▸ Provided text:
━━━━━━━━━━
Vobis was founded in 1975 in Aachen as Vero GmbH by students Theo Lieven and Rainer Fraling. Both were attending RWTH Aachen University when they founded their company; they later dropped out when the company became a surprise success. Vero started as out as a division of Studienhilfe e.V., reselling study aids such as slide rules and calculators to fellow students on campus.

In 1981, the company was renamed Vobis Data Computer GmbH and expansion in Germany began. The name change marked a pivot towards providing microcomputers instead of college supplies.

In October 1989, Metro AG acquired a majority stake in the company. Shortly after, in 1991, Vobis became a public company. Vobis also expanded abroad and founded, among other divisions, branches in Austria, Poland, Belgium and France. It became Europe's largest personal computer retailer by the mid-1990s. In 1994, due to Microsoft delaying the release date of Windows 95, Vobis decided to pre-install IBM's OS/2 on all of their new PCs. This boosted OS/2's popularity in Germany; it achieved a 40 percent market share in Germany, compared to the United States' 5 percent. Microsoft tried to withdraw Vobis' license for Windows 95, which would have had serious economic ramifications for Vobis, but they later came to an agreement in 1995.

In 1997, Vobis introduced the Highscreen Alpha 5000, their first entry in the workstation market, running a DEC Alpha microprocessor. The company had heretofore produced strictly consumer machines based on the Wintel/x86 platform. In the same year, Vobis had established 776 branches in eleven countries.

Metro broke up Vobis at the beginning of 1999 by selling their manufacturing lines to Maxdata (a company in which they owned a majority stake), as well as spinning off nine of Vobis' foreign branches. The Berlin entrepreneurs Jürgen Rakow and Jürgen Bochmann together acquired a 25-percent stake, plus one share, in the remaining Vobis company; Rakow had previously operated 33 branches as a franchisee under his operating company Vobis Micro Computer Franchise-Shop GmbH (VMCFS). The Vobis company was then renamed to Vobis Microcomputer AG.
━━━━━━━━━━
▸ Material shown:

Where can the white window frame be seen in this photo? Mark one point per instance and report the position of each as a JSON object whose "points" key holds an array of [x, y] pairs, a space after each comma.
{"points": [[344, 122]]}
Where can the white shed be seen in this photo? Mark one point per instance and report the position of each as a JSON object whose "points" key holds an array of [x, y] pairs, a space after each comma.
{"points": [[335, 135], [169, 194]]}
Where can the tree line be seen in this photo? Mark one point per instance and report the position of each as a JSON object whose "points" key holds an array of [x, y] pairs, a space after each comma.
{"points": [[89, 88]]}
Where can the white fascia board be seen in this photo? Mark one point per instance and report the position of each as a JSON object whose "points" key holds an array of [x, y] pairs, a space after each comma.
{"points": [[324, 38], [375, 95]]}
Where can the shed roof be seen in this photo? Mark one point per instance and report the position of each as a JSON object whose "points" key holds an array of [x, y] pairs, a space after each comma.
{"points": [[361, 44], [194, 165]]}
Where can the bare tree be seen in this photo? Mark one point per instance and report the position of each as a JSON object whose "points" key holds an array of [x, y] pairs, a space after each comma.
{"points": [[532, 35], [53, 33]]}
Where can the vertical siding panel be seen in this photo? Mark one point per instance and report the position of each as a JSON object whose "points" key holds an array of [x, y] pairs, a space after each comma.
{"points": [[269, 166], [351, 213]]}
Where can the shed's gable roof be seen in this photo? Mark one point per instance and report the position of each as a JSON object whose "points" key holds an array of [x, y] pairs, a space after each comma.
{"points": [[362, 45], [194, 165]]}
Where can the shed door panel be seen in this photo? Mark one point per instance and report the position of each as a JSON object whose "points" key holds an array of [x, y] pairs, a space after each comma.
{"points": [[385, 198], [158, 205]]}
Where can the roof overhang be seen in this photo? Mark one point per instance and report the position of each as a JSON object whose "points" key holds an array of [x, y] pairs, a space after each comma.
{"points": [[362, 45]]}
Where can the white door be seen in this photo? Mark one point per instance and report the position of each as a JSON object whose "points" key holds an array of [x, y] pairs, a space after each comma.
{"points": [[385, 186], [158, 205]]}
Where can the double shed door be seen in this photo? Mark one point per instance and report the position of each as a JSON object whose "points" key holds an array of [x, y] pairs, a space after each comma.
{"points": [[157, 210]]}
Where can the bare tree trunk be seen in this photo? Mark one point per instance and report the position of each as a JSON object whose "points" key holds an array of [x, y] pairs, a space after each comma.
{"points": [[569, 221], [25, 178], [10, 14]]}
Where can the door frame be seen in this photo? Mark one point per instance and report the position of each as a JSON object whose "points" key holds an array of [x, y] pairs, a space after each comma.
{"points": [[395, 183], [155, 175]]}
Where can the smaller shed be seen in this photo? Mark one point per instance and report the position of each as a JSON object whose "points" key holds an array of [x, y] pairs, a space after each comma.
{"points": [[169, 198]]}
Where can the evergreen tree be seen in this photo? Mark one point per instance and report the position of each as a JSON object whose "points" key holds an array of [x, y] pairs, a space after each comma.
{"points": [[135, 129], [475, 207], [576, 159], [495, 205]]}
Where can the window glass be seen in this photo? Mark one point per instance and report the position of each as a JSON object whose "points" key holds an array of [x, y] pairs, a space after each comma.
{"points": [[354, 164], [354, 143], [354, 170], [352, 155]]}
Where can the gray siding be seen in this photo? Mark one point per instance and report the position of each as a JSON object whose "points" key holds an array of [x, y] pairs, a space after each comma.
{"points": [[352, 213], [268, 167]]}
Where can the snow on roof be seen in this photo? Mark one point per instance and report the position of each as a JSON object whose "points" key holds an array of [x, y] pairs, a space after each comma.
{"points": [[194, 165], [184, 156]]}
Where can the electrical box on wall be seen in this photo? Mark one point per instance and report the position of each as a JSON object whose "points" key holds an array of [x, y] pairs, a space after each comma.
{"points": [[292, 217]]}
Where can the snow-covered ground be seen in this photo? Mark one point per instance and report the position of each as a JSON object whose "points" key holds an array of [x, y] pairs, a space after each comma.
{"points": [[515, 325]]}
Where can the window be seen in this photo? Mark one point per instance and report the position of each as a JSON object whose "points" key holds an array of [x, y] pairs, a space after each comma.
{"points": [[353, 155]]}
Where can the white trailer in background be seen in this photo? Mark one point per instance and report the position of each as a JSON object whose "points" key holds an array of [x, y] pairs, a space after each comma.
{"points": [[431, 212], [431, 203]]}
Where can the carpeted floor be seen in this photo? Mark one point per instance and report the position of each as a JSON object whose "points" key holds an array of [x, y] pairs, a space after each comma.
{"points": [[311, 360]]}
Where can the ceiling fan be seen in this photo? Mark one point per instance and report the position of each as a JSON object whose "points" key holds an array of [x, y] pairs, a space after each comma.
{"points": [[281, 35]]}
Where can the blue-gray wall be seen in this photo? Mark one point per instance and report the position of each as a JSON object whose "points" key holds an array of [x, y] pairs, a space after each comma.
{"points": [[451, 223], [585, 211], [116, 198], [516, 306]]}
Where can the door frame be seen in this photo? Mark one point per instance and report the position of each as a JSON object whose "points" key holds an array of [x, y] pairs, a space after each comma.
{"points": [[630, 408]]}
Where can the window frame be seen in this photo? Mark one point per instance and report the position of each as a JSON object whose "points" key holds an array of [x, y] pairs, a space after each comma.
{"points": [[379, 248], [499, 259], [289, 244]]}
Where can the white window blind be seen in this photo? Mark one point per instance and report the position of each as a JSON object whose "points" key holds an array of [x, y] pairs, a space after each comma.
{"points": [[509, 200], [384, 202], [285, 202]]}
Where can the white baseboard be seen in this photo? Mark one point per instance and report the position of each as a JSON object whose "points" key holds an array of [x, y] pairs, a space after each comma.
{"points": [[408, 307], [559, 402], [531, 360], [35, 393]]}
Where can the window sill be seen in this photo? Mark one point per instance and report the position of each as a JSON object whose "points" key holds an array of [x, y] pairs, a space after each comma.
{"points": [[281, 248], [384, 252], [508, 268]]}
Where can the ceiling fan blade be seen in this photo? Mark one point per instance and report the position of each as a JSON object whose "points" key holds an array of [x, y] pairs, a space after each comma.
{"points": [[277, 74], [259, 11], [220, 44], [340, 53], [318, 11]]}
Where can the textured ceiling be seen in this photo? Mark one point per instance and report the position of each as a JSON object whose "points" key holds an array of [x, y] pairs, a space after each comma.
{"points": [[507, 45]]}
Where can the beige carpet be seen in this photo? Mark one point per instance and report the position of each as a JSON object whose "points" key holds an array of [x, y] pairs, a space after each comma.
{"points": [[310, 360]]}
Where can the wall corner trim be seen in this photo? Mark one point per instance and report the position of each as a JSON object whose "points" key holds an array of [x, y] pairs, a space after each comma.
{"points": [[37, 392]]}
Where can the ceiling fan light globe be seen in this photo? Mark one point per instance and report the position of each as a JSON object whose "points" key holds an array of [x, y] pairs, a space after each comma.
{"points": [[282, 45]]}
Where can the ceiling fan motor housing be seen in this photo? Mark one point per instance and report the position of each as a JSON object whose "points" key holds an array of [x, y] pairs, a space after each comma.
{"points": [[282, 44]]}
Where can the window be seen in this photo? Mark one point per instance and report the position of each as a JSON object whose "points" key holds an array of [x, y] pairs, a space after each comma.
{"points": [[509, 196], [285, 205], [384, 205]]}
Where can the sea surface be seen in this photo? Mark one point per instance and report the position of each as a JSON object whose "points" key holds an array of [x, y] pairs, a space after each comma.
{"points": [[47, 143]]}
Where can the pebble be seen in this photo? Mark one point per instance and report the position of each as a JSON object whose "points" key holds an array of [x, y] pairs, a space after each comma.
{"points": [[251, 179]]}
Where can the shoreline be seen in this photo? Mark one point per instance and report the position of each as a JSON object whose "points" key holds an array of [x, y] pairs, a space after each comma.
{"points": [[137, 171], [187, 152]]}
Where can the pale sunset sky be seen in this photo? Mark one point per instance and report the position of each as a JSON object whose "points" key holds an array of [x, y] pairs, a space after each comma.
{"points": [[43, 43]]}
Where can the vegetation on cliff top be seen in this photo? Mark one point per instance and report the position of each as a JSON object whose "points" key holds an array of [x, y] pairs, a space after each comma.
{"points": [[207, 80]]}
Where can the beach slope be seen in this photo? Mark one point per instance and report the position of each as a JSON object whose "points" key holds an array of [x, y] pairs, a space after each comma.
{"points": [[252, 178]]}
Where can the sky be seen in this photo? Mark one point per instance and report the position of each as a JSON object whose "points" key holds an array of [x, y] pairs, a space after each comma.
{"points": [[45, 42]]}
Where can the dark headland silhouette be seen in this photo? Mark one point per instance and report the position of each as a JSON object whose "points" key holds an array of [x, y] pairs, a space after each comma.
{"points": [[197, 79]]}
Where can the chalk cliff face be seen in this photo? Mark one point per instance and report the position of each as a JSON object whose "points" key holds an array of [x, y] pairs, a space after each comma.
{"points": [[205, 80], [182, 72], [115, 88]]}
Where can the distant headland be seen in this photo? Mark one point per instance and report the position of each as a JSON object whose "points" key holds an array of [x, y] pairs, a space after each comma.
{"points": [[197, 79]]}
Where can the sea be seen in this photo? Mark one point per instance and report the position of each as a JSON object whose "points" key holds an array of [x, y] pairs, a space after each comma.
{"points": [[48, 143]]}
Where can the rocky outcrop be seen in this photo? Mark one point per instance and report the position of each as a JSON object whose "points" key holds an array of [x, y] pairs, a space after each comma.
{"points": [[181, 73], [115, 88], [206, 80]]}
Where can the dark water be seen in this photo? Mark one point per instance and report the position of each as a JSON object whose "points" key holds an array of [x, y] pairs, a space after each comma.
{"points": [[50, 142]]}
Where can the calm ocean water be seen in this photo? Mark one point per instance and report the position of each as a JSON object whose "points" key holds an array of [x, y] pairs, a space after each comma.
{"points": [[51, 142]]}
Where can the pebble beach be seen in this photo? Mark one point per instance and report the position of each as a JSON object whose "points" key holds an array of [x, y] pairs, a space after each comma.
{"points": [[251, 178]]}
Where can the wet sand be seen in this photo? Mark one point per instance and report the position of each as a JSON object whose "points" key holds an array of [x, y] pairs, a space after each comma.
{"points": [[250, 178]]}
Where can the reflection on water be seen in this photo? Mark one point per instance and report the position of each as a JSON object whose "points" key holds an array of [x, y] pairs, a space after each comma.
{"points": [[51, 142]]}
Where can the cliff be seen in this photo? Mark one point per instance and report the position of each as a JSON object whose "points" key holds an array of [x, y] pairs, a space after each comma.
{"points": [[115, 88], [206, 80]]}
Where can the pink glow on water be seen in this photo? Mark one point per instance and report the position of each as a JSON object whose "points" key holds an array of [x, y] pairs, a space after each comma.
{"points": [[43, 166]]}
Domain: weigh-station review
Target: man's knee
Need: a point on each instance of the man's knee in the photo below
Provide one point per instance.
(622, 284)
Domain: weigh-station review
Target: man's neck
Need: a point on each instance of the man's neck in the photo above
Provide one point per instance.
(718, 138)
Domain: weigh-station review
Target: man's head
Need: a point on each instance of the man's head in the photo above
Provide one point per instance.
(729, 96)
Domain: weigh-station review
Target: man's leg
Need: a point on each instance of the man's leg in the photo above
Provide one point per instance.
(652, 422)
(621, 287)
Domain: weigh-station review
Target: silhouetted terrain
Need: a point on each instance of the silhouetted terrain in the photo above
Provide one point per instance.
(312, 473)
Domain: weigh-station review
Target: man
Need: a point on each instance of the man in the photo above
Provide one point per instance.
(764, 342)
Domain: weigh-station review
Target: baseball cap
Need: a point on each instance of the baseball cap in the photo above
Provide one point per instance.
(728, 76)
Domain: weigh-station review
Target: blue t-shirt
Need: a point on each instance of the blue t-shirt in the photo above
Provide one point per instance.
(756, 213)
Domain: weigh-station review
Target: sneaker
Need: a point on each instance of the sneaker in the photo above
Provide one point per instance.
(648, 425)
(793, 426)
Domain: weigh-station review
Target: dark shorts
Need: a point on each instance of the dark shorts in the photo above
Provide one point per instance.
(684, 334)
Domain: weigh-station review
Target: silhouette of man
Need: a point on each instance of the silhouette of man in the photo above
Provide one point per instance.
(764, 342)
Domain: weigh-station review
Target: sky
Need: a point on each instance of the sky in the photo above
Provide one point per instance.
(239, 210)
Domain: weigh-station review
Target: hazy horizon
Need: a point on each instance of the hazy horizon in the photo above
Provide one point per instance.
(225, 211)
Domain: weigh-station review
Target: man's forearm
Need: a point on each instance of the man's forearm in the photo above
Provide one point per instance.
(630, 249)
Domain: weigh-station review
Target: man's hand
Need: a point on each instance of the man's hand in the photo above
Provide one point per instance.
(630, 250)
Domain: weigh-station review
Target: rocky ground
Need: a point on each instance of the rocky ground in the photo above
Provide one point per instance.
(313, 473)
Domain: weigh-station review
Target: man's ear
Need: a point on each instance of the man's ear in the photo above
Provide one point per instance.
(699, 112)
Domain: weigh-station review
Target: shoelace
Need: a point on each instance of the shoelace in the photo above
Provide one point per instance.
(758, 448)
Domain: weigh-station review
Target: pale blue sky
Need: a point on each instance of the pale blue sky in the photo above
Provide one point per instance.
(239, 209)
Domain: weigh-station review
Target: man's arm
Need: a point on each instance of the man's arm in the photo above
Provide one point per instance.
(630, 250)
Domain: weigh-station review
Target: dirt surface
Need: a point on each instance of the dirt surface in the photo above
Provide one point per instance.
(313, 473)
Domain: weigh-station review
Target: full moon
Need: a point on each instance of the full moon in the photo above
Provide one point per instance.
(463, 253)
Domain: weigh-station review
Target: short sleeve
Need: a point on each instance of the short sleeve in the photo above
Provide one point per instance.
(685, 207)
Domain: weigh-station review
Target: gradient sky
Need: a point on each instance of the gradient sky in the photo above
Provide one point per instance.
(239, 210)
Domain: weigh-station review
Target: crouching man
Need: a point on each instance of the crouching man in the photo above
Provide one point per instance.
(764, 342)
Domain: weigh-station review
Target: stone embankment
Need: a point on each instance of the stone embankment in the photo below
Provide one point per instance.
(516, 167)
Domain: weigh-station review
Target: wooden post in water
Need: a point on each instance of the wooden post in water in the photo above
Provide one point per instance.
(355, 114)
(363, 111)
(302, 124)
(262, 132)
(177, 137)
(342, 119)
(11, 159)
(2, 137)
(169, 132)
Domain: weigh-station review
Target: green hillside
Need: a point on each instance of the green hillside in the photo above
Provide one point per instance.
━━━━━━━━━━
▸ Tasks:
**a.** In the Vobis company history, which operating system did Vobis pre-install on all of its new PCs in 1994?
**b.** Pick up the Vobis company history after its final sentence and continue it.

▸ Solved problems:
**a.** IBM's OS/2.

**b.**
In 2003, Vobis' former parent company Metro entered into an agreement with the company to carry Vobis products into Kaufhof department stores, increasing Vobis' nationwide sales locations from 65 to 323. Shortly after, Vobis moved their headquarters from Würselen to Potsdam in 2004 as part of major restructuring. The restructuring of the group continued at the end of 2005. From then on, Vobis began trading under the name Vobis Digital Expert. The company's focus shifted from selling complete PCs to individual parts as well as software and services. After a lawsuit was filed by Expert AG, Vobis dropped the Digital Expert from their trade name.

In 2009, Vobis Microcomputer moved its headquarters from Thaleischweiler-Fröschen to Langenburg. In 2011, Bochmann and Raisin stepped down as managing directors and were succeeded by Claudia Wiedenig. In July 2014, the company merged with IT-Holding GmbH, which had also moved from Saarbrücken to Langenburg, and this in turn was merged with Divaco Beteiligungs AG, a company led by Siegfried Kaske.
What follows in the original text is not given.